Count how many lines in the data below contain the string "forearm", with case counting, and reply with that number only.

##### DATA ENTRIES #####

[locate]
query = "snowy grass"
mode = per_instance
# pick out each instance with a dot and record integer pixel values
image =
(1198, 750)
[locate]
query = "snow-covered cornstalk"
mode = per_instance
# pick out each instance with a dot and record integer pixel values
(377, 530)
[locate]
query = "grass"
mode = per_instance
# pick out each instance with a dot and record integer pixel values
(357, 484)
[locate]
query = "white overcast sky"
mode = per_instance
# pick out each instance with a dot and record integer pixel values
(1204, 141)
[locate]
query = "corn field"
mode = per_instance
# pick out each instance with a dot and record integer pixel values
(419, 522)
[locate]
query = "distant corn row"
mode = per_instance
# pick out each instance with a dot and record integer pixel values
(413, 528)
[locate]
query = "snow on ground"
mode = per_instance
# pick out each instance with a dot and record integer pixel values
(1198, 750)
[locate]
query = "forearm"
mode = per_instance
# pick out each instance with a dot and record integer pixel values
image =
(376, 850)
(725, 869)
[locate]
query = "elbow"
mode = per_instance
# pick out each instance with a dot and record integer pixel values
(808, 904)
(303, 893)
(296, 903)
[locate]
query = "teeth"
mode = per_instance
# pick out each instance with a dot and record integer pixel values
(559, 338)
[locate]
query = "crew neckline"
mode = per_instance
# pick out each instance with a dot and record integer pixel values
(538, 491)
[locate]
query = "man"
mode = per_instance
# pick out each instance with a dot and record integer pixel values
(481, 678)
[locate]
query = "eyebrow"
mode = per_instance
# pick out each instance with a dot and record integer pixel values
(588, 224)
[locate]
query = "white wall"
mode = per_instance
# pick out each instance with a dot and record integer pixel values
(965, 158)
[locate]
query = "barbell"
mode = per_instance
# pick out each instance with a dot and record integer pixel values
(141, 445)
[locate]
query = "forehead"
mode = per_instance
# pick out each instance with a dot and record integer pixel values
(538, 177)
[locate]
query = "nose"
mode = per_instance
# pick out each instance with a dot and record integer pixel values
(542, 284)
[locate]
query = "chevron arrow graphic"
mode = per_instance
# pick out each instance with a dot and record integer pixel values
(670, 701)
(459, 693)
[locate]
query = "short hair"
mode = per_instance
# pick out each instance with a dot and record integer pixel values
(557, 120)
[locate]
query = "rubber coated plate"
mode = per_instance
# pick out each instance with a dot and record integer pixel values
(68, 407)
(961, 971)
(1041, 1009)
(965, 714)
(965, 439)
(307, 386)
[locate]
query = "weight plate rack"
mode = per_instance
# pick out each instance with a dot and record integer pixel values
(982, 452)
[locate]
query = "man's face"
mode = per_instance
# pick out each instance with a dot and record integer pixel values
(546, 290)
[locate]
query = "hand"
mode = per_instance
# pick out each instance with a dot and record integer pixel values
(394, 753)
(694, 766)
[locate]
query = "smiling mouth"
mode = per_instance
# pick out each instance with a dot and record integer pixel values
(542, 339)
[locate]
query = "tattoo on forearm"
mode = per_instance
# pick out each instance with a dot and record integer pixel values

#####

**TASK RESPONSE:**
2